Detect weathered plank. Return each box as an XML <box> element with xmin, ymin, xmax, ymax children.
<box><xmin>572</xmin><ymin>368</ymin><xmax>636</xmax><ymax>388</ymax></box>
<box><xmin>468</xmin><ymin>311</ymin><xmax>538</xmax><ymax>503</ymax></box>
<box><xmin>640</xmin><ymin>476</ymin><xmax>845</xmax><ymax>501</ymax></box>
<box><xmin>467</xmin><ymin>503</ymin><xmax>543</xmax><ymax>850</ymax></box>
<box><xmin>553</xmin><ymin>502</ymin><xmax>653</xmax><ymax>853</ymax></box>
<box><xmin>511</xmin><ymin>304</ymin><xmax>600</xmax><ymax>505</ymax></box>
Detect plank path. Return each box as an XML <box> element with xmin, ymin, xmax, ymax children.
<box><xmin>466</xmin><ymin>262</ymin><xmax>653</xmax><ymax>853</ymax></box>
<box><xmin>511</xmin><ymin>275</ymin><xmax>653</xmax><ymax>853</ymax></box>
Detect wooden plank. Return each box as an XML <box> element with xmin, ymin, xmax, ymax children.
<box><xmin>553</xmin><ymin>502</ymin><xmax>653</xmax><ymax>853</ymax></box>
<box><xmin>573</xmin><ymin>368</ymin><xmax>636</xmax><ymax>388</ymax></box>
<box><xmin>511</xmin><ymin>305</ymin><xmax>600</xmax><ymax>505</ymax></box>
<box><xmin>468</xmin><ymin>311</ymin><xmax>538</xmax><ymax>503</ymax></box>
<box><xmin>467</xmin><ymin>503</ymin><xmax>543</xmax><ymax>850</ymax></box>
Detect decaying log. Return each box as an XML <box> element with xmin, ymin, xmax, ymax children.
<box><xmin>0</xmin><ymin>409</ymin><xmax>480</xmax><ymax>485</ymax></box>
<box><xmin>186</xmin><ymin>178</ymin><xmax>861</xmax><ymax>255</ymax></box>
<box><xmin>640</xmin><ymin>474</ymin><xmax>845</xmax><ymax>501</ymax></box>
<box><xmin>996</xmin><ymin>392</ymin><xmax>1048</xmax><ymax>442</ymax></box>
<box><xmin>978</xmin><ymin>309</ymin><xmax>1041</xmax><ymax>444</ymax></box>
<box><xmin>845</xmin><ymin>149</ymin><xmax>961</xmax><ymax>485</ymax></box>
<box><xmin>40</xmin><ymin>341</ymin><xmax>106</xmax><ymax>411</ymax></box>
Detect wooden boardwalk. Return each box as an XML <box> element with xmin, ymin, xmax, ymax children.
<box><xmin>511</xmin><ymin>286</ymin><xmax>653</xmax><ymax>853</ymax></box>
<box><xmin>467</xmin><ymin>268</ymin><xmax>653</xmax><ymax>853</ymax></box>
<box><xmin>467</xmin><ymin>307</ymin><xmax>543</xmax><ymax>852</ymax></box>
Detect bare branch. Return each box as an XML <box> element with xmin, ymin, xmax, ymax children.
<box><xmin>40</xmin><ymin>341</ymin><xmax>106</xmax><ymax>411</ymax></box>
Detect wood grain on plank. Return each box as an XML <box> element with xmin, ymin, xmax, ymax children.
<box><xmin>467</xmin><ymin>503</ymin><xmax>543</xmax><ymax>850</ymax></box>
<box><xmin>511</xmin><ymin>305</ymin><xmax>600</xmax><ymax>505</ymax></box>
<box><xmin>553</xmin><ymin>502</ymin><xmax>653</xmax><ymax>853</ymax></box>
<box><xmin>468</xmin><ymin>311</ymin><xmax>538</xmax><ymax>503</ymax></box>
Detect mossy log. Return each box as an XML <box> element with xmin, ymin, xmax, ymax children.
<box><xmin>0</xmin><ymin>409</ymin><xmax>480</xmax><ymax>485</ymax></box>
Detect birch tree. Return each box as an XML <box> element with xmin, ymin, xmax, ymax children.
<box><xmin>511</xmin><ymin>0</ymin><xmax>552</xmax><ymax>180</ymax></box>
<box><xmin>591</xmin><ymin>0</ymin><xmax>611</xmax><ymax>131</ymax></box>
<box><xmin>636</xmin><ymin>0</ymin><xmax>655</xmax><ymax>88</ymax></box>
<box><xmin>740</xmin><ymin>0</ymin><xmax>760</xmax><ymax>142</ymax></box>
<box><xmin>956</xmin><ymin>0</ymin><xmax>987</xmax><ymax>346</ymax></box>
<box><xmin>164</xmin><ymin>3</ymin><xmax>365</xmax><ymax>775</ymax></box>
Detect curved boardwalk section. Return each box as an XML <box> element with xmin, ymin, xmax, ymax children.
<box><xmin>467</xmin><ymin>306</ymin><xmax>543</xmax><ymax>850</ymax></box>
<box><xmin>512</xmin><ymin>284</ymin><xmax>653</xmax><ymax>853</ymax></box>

**Given task**:
Please pull out every line in the entries above that contains the word "wooden".

**Response**:
Detect wooden plank. Return each box as an XML <box> element with xmin, ymin, xmax, ymax children.
Detect wooden boardwalk. Return each box as an XML <box> element with xmin, ymin, xmax, ymax children.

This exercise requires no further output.